→ Working data
▼▼▼

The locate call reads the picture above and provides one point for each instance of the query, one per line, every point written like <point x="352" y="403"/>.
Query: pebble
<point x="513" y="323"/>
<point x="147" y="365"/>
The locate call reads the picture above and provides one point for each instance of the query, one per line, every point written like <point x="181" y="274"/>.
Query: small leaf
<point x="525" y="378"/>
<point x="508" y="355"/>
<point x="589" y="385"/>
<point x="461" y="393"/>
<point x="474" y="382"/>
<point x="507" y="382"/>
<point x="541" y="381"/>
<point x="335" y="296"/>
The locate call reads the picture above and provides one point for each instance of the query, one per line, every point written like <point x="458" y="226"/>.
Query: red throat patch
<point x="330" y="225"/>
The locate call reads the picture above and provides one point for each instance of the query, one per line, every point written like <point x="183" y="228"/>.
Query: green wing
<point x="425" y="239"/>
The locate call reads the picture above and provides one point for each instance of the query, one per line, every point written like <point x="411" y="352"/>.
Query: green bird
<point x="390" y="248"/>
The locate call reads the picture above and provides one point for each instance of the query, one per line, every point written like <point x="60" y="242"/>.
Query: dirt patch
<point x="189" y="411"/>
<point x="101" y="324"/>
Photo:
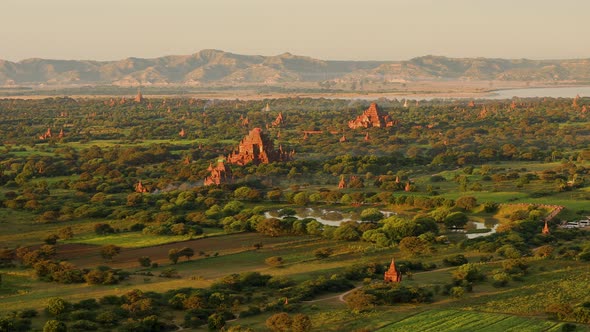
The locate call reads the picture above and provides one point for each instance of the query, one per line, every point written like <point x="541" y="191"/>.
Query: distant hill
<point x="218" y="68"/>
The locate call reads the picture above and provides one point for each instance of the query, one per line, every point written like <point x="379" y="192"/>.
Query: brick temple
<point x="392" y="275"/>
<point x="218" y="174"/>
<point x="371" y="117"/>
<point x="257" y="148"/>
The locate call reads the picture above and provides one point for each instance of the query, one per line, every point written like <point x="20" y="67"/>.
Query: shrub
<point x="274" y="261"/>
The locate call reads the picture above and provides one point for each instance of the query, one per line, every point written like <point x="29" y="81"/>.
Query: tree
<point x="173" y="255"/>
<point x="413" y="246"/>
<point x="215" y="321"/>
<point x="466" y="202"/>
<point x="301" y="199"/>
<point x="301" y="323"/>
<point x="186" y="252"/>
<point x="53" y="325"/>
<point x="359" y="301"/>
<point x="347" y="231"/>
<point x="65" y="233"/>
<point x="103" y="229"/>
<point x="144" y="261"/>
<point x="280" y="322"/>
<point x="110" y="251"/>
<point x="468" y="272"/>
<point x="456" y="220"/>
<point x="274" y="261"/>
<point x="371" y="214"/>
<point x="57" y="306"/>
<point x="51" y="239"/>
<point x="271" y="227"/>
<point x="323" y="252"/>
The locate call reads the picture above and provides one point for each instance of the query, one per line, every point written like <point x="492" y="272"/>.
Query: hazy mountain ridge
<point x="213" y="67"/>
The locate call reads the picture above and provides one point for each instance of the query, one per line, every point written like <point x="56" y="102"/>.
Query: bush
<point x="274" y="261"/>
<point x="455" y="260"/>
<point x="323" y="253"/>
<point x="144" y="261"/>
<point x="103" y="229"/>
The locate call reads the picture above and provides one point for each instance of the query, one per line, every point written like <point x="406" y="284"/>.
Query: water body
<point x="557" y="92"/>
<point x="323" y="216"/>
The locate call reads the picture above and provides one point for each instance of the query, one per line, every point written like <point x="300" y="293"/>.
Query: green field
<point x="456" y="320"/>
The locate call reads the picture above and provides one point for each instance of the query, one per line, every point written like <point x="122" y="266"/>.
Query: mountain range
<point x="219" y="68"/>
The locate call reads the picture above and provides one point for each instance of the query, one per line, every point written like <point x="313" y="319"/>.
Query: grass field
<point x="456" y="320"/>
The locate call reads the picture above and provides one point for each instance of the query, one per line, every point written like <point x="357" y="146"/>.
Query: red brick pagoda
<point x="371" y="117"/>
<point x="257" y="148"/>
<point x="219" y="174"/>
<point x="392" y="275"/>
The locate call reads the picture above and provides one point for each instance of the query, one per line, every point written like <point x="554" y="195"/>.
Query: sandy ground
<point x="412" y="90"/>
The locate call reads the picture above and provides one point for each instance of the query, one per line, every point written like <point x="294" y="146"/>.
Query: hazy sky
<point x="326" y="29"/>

▲▲▲
▼▼▼

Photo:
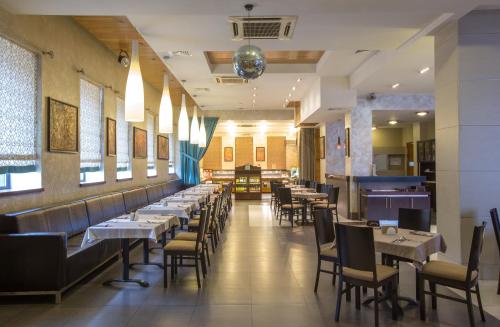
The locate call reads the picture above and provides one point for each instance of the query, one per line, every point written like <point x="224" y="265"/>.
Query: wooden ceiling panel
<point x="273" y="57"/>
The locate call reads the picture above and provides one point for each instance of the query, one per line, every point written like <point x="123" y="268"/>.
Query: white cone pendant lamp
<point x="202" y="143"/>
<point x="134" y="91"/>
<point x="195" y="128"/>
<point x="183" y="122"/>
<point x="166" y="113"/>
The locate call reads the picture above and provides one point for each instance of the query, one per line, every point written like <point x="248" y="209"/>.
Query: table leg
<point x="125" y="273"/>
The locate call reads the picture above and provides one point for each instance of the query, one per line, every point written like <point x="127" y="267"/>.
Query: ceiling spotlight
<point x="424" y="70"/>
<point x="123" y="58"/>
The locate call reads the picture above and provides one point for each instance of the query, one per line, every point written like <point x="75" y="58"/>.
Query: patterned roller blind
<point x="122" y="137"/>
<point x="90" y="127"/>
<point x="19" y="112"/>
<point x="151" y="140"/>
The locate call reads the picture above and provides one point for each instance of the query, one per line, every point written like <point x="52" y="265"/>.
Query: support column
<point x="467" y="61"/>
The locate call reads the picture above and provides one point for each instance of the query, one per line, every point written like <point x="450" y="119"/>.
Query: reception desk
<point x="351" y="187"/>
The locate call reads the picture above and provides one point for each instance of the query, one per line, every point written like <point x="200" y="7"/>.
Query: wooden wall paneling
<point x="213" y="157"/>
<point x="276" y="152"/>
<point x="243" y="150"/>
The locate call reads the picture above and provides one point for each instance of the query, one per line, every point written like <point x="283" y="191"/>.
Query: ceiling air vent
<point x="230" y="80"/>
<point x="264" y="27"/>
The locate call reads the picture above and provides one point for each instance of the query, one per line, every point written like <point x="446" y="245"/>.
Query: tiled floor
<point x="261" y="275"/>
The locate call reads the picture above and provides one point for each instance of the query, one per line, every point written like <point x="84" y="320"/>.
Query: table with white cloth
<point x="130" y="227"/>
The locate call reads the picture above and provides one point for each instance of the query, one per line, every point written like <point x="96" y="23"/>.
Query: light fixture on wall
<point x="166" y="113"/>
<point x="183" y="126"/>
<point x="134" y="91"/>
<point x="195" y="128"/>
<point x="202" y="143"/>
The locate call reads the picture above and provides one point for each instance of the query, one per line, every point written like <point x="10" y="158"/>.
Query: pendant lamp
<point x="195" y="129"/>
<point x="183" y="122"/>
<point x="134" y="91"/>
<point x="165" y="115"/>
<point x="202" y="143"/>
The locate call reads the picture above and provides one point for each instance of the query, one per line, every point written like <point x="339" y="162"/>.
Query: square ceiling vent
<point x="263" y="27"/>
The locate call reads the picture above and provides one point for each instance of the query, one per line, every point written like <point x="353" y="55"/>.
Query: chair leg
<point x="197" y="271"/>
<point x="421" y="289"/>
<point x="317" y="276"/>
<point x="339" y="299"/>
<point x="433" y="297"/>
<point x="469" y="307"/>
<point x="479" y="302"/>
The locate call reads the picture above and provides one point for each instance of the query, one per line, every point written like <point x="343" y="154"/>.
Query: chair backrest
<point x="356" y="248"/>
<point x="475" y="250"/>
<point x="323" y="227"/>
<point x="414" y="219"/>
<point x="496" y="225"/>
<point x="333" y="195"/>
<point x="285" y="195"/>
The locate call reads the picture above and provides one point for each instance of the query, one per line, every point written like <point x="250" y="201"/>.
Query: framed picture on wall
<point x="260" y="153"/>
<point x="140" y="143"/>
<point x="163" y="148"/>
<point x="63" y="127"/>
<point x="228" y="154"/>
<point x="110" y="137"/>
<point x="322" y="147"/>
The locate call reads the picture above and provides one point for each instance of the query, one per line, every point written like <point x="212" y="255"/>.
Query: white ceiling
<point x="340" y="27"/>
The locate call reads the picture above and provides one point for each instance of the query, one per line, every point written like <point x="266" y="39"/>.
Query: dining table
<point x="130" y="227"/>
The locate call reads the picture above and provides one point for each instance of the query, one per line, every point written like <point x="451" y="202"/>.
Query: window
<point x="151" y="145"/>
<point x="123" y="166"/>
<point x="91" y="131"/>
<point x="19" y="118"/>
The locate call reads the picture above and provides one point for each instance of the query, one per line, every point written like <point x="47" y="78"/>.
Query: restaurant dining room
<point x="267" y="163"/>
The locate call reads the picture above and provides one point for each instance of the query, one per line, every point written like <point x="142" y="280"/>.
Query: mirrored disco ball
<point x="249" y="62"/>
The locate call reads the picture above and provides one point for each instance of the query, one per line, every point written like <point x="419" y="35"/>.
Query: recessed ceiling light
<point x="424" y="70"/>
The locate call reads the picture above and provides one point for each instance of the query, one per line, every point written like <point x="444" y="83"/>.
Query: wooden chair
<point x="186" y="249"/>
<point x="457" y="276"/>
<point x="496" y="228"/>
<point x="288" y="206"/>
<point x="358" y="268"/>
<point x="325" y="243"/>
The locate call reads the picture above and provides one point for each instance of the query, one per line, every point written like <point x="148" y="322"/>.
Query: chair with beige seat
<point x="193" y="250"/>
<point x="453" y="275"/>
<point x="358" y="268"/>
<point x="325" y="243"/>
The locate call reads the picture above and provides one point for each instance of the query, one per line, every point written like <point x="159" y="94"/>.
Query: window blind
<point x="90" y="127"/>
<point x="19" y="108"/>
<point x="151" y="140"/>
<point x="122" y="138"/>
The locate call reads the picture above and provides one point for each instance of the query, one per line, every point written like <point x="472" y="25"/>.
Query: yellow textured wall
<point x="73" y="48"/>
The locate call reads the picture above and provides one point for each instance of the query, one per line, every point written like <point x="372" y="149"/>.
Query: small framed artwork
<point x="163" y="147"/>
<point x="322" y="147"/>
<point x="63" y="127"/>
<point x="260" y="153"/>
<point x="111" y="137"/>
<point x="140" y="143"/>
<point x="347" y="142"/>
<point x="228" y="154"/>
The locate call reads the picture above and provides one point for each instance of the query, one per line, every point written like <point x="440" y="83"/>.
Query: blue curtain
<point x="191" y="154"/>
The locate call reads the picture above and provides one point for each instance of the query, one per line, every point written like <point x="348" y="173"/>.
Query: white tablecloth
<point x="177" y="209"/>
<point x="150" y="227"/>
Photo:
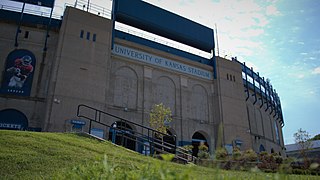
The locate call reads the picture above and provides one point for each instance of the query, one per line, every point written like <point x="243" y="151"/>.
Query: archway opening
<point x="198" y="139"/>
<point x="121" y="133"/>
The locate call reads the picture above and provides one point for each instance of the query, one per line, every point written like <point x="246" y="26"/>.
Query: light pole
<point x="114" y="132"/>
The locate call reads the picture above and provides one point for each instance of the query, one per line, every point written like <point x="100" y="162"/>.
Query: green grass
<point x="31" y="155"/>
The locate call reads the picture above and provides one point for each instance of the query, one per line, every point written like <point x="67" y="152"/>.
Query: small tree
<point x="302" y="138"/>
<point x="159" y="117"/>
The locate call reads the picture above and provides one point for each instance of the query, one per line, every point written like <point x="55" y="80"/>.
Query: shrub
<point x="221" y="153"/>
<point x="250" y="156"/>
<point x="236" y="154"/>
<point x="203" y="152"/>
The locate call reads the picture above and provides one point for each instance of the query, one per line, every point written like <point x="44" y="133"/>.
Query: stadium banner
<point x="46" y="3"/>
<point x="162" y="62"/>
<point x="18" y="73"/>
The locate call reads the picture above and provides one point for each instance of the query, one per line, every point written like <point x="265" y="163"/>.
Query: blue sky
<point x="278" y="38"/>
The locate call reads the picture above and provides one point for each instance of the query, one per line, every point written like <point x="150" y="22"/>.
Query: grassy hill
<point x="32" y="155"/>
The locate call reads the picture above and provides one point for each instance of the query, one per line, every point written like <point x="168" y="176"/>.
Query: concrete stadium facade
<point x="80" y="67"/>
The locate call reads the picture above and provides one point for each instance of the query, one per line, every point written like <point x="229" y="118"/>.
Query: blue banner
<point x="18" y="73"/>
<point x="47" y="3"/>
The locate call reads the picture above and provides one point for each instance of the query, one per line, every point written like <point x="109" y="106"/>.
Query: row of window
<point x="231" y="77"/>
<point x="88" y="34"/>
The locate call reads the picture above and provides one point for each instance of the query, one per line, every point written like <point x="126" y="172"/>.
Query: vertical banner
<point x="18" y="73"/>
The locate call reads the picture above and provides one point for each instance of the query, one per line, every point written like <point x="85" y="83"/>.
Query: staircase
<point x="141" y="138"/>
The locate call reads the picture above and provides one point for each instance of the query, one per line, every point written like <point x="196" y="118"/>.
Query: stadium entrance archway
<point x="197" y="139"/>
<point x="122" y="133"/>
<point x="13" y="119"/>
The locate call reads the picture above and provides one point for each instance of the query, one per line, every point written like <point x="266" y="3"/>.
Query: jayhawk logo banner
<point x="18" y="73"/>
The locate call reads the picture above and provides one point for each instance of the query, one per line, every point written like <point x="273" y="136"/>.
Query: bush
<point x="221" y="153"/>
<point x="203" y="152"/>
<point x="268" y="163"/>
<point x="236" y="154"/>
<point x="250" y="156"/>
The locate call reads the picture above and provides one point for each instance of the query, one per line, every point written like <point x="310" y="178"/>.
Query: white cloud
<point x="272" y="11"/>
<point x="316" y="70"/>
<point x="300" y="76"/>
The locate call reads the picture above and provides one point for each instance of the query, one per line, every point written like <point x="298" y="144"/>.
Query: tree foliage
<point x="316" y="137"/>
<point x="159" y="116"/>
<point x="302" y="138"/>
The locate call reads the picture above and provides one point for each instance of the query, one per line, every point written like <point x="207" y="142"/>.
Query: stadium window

▲▲▲

→ What the exercise asks
Please pick out every line of the items above that contains the word "mountain", and copy each of those lines.

→ Task solution
Query: hazy mountain ridge
Query: mountain range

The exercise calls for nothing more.